## What is required
Reproduce the lines of the listing below verbatim, beginning with the line that contains "Rules. Find each instance of the blue sky" and ending with the line that contains "point(522, 230)".
**** Record list
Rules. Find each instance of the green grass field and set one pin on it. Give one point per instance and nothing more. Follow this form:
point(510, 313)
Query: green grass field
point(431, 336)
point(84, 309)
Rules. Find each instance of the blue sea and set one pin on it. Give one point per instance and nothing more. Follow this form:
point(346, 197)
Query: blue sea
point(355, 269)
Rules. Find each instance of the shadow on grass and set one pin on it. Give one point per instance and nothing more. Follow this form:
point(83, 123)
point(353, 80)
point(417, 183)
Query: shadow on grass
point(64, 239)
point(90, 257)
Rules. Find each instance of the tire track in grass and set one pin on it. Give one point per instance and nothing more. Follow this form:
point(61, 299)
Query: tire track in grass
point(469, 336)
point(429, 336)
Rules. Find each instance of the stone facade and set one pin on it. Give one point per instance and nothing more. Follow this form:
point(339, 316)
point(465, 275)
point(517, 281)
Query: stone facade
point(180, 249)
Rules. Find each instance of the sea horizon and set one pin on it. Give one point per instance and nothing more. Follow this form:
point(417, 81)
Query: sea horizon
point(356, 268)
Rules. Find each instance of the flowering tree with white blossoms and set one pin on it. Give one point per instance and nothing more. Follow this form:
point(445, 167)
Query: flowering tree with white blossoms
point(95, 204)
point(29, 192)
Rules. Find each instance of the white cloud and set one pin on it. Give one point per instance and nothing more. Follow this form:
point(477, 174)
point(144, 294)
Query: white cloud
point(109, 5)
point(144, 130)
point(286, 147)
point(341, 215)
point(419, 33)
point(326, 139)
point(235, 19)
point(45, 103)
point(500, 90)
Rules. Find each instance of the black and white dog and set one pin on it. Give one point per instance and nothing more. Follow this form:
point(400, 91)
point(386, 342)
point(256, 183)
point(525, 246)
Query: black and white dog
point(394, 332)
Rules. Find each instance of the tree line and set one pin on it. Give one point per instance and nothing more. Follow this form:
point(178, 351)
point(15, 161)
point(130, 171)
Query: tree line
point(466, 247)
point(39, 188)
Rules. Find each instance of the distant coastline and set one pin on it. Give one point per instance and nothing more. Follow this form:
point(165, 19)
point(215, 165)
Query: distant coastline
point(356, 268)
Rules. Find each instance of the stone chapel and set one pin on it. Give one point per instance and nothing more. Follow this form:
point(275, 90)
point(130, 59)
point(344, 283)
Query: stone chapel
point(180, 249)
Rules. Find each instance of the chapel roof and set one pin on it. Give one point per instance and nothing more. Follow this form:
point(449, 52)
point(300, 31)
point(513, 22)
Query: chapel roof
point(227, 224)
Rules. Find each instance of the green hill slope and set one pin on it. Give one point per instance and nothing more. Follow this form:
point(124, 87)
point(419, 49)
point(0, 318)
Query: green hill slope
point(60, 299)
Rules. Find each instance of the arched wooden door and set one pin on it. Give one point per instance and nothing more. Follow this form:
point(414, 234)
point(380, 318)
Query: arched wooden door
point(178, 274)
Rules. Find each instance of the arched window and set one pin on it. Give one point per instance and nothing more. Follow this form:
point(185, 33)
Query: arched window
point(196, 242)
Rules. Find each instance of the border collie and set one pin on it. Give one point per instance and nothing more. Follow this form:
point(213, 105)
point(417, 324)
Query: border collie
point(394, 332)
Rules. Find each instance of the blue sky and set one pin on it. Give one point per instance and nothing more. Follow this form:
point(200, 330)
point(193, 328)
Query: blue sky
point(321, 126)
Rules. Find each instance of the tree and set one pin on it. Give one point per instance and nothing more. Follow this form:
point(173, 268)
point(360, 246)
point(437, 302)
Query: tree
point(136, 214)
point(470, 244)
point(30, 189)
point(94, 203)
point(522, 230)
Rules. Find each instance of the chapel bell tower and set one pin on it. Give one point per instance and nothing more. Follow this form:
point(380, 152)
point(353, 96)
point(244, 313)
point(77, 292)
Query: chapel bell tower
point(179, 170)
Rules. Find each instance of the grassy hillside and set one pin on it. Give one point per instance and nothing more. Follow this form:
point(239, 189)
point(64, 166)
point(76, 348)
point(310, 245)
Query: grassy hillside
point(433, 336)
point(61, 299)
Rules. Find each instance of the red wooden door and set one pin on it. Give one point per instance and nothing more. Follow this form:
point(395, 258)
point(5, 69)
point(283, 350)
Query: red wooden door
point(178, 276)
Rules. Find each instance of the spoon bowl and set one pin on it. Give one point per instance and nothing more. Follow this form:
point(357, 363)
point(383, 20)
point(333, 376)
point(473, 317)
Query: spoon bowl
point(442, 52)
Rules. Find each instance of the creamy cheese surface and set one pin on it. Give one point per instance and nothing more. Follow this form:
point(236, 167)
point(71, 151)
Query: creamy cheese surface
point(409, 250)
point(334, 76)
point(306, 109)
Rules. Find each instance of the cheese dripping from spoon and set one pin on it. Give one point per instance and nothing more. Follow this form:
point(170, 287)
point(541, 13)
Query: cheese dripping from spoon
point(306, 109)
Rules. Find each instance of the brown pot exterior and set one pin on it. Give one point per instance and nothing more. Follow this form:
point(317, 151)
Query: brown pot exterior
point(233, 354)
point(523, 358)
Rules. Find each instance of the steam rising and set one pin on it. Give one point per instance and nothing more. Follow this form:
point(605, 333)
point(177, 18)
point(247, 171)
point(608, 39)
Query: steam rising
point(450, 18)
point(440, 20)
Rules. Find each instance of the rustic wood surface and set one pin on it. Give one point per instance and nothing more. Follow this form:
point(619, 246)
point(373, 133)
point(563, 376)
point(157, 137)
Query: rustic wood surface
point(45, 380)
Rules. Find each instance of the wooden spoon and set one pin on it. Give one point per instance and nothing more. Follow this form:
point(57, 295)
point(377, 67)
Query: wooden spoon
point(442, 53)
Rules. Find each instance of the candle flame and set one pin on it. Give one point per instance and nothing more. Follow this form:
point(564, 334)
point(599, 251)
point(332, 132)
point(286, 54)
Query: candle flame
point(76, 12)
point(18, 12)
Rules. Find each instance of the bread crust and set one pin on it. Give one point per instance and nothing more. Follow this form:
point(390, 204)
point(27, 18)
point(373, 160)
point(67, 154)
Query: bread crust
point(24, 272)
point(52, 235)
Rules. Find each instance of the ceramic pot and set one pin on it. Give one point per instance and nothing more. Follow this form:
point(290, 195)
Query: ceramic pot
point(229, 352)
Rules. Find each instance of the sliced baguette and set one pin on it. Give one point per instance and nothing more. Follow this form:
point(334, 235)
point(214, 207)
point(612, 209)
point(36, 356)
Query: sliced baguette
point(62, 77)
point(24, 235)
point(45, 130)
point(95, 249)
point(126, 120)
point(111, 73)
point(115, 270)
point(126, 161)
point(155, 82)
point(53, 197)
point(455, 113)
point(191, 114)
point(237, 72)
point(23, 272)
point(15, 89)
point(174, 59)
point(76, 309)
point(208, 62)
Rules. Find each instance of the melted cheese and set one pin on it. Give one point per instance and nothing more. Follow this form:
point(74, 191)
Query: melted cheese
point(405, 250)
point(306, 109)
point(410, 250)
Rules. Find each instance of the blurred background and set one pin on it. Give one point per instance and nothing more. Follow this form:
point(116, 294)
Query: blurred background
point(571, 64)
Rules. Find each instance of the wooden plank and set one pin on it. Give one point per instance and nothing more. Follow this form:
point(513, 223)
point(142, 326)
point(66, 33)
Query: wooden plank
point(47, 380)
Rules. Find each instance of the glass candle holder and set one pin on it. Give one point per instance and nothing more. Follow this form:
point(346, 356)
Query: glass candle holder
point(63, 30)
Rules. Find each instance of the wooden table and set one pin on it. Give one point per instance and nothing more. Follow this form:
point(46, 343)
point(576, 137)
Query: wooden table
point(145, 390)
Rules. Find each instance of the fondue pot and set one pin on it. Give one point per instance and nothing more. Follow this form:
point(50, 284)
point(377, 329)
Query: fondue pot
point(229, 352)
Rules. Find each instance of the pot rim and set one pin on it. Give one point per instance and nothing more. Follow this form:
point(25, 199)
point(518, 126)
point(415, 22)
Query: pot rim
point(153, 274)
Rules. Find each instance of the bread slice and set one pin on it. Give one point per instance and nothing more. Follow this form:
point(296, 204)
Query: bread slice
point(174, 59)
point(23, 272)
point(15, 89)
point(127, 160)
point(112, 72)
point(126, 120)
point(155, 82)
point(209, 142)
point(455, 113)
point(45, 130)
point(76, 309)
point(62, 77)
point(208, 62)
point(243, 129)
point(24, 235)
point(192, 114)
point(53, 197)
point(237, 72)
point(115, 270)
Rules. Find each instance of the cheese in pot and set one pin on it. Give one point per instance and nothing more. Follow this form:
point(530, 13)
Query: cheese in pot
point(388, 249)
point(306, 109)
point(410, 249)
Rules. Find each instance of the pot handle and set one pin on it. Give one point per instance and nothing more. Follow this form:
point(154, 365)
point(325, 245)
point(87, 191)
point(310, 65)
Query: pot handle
********
## Written response
Rules. Find each instance of the blue sky and set one pin on it. Give one point per instance and nothing more. Follow this form:
point(200, 330)
point(193, 328)
Query: blue sky
point(321, 126)
Rules. Find each instance of the tree and set one pin on it. Give one point per instance and nothing more. Follow this form:
point(173, 268)
point(360, 246)
point(437, 302)
Query: tree
point(136, 214)
point(470, 244)
point(30, 189)
point(94, 203)
point(522, 230)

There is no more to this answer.